-- Sayfa Metni --
****************************************

Ülkemizde nispeten yeni olan, her geçen gün müdavimi artan kurum içi koçluk konusuyla ilgili yaptığım araştırmalar sonucu derlediklerimi, Zuhal Baltaş’ın “Kurum İçi Koçluk” kitabındaki verilerle de harmanlayarak başlıktaki sorulara yanıt vereceğim.
Koçluk, her kurumda farklı modeller ve kuruma uyarlanmış metotlarla gerçekleştirilir. Bu yüzden standart yöntemlerden bahsetmek doğru olmaz. En yaygın kullanılan yöntemleri özetleyelim:
KOÇ YÖNETİCİ
Bazı kurum içi koçluk uygulamalarında esas, yöneticilere koçluk becerileri kazandırılmasıdır. Yönetici, astına çoğunlukla mentörlük eder, çünkü onun geçtiği yollardan geçmiştir ve ondan daha tecrübelidir ve yönetici bir işin nasıl yapılacağını her zaman astından daha iyi bilir. Mantık olarak doğru, inkâr edemeyiz ancak yöneticiler olarak astlarımızı yönetmenin haricinde onları geliştirme görevimizin de olduğunu unutmamalıyız. Onlar da belli bir eğitimden geçmiş ve var olan potansiyellerini kullanma hevesindedirler. Bunun için bir yönetici olarak onlara direktif vermek yerine koçluk yapmak bir işi en etkili yöntemlerle yapmalarını, kendilerine daha çok güven duymalarını ve inisiyatif kullanma becerilerini artırır.
Koçluk tarzı yöneticilik, çalışanı gerçekten dinleyebilme, söylenenin ardından yatan diğer hikayeyi içgüdülerle hissedebilme, karşındakine değer vermek suretiyle egosantrik yaklaşımlardan kaçınma, zaman ayırma ve çalışana konsantre olabilme, kişilik ve davranış farklıklılarını fark edebilme ve buna uygun motivasyon ve ikna stratejileri inşa etme, doğru soruları sorarak alternatiflerin ortaya koyulmasını sağlama gibi birçok beceriyi kullanarak sonuç almayı gerektirir. Tüm bu becerilerin gelişmesi ve ortaya konulması zaman ve emek yatırımı gerektirir. Bazı durumlarda yöneticinin üzerindeki baskı sebebiyle bu zaman ve emek yönetici için oldukça lüks görünür. Kurumsal koçluk kültürü, kolay bir yol değildir; ve tek başına mucizeler beklenmesi de gerçekçi değildir. Sadece “bir İnsan Kaynakları projesi “ olarak kalması mümkün değildir. Yukarıdan aşağıya tüm seviyeler tarafından sahiplenilmesi gerekir. Sistem oturduktan sonra modele alışan çalışan kendi kendine de koçluk yapmaya başlar ve domino etkisiyle artan performans ve verimlilik toplamda kurumun her zaman lehine olur.

****************************************

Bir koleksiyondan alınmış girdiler
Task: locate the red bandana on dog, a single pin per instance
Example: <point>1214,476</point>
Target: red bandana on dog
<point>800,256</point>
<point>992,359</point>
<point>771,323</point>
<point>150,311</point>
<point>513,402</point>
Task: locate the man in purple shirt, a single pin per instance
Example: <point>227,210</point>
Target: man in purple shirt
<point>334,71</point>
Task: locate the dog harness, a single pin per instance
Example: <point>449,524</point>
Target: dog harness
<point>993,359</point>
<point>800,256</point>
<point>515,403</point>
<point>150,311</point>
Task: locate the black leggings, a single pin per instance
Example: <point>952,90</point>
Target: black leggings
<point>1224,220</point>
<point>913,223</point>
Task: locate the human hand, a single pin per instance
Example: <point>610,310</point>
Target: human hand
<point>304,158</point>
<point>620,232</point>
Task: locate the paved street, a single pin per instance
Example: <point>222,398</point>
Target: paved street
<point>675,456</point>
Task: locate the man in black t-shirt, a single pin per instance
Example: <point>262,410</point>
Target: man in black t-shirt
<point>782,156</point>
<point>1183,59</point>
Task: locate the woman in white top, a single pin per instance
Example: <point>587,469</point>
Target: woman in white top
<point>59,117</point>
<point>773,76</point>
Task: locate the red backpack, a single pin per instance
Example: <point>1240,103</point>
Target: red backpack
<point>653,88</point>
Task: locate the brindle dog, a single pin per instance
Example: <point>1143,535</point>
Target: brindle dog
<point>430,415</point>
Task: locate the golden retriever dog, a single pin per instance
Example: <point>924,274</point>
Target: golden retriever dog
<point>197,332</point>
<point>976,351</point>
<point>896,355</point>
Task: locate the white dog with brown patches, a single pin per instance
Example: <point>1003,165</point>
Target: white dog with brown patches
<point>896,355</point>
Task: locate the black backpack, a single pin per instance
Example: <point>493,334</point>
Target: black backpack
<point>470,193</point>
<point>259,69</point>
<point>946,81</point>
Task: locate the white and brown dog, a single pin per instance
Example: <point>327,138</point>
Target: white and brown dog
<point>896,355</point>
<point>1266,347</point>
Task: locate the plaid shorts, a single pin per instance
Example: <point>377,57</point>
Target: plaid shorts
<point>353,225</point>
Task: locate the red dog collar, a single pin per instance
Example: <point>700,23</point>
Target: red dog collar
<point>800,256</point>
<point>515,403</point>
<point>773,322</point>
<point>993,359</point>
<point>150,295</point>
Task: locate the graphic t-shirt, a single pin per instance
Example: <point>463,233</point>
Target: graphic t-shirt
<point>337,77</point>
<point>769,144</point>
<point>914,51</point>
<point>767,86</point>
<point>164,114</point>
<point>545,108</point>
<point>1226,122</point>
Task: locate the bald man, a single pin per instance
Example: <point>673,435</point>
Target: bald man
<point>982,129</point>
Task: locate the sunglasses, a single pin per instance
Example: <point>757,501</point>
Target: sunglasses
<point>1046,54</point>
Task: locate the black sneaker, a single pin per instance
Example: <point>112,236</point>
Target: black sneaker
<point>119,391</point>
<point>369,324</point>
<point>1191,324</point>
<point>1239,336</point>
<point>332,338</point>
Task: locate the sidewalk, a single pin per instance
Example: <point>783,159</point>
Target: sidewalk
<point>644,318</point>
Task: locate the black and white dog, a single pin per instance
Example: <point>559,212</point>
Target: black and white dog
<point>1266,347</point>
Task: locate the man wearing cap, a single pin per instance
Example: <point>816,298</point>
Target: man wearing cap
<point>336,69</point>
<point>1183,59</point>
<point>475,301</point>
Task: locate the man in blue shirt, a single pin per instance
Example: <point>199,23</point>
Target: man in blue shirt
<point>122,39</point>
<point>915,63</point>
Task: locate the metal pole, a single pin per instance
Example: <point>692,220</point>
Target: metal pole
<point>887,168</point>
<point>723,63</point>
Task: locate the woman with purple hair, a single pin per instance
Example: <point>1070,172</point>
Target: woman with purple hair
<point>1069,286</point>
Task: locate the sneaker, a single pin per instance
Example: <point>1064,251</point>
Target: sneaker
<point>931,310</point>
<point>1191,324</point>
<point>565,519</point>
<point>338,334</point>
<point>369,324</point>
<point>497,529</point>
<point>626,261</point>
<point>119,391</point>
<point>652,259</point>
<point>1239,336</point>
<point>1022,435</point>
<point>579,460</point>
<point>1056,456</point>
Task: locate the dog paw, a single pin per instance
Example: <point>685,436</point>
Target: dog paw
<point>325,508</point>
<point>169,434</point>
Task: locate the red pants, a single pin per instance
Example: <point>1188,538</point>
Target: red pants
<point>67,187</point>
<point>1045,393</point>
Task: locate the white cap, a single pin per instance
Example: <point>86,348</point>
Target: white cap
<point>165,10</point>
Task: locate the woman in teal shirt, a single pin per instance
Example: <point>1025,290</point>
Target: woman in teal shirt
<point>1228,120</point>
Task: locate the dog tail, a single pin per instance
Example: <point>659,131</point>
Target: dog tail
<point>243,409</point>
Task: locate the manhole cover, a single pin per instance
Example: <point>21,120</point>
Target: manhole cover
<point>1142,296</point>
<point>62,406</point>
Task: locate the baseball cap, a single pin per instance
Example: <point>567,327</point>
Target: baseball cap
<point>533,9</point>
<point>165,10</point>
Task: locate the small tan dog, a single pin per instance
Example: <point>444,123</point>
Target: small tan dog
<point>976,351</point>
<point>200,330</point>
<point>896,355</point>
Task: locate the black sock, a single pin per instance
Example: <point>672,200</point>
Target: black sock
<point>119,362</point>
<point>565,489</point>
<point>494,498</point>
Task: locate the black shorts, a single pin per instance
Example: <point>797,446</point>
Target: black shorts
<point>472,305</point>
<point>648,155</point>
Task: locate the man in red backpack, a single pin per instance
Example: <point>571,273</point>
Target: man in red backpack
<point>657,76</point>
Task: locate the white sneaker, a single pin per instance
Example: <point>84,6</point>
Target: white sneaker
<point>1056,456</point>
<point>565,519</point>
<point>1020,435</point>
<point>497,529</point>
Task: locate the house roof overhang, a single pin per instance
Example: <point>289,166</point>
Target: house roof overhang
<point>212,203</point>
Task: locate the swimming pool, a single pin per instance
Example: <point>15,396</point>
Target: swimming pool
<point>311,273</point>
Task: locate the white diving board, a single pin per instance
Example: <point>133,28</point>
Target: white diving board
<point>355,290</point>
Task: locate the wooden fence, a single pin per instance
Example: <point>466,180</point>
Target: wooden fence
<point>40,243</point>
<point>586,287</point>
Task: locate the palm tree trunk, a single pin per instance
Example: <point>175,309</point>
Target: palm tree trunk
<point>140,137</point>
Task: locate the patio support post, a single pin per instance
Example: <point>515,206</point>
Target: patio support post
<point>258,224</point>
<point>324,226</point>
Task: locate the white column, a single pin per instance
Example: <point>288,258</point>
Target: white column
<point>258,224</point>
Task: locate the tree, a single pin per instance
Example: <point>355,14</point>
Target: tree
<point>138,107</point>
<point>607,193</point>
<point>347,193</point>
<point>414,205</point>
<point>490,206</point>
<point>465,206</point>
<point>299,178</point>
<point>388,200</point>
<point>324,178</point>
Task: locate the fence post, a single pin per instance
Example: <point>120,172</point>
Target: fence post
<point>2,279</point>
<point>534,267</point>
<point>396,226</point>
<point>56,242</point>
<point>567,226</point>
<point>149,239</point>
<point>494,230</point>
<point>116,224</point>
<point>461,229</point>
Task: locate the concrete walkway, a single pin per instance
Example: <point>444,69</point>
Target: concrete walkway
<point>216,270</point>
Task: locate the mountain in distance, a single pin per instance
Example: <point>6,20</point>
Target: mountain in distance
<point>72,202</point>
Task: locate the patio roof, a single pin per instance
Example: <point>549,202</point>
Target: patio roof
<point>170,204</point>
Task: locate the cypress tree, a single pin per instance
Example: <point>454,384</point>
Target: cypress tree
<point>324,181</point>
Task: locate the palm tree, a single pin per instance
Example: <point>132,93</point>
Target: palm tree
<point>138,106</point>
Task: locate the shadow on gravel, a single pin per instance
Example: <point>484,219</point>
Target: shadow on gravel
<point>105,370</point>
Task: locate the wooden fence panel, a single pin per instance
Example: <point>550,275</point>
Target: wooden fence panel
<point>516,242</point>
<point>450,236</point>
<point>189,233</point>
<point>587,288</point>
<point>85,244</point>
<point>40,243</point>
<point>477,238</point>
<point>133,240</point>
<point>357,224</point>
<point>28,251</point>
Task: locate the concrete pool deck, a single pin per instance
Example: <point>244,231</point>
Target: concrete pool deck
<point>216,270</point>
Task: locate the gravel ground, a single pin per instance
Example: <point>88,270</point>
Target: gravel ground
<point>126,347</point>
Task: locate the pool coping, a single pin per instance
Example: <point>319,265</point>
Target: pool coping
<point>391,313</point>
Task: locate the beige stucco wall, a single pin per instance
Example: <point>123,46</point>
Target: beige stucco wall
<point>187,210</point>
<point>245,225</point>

****************************************

-- Alıştırma Soruları --
A - Listede "Task: locate the sneaker, a" ifadesini içeren satırla açılıp "<point>62,406</point>" ifadesini içeren satırla kapanan bölümü, iki uç satır da dahil olmak üzere, hiçbir değişiklik yapmadan yeniden yazın.
B - Kurum içi koçluk üzerine yazılmış metni, son cümlesinden sonrasını yazarak sürdürün.

-- Yanıtlar --
A -
Task: locate the sneaker, a single pin per instance
Example: <point>1064,251</point>
Target: sneaker
<point>931,310</point>
<point>1191,324</point>
<point>565,519</point>
<point>338,334</point>
<point>369,324</point>
<point>497,529</point>
<point>626,261</point>
<point>119,391</point>
<point>652,259</point>
<point>1239,336</point>
<point>1022,435</point>
<point>579,460</point>
<point>1056,456</point>
Task: locate the dog paw, a single pin per instance
Example: <point>685,436</point>
Target: dog paw
<point>325,508</point>
<point>169,434</point>
Task: locate the red pants, a single pin per instance
Example: <point>1188,538</point>
Target: red pants
<point>67,187</point>
<point>1045,393</point>
Task: locate the white cap, a single pin per instance
Example: <point>86,348</point>
Target: white cap
<point>165,10</point>
Task: locate the woman in teal shirt, a single pin per instance
Example: <point>1025,290</point>
Target: woman in teal shirt
<point>1228,120</point>
Task: locate the dog tail, a single pin per instance
Example: <point>659,131</point>
Target: dog tail
<point>243,409</point>
Task: locate the manhole cover, a single pin per instance
Example: <point>21,120</point>
Target: manhole cover
<point>1142,296</point>
<point>62,406</point>

B -
KURUM İÇİ KOÇ
Kurumsal koçluk modelinde yer alan diğer bir unsur kurum içi koçların yetiştirilmesidir. Bu yöntemle de yönetici- çalışan ve çalışan-çalışan çatışmaları da büyük ölçüde engellenir. Stresli, mutsuz, agresif, ve aşırı rekabetçi bir çalışma ortamı yerine, şirketinde kendini değerli hisseden çalışanların bulunduğu yapıcı ve daha hedef ve eylem planı odaklı çalışılan toplam başarının yükseldiği bir çalışma ortamı gelir. Kurum içi koçluk serüveni ise genelde şirkete dışarıdan profesyonel koçların sokulması, çalışan ve yöneticilerin bu koçlarla birlikte çalışma sürecinin sonunda ortaya çıkan memnuniyetin kurumun içine yayılmasının istenmesiyle devam eder. Dışarıdan koçlarla çalışmanın mı yoksa kurum içi koçlarla çalışmanın mı daha iyi olduğu süregelen bir tartışmadır. Her ikisinin de artıları ve eksileri olsa da, bunu bir sürecin değişik evreleri olarak görebilir ve bu şekilde projelendirebiliriz.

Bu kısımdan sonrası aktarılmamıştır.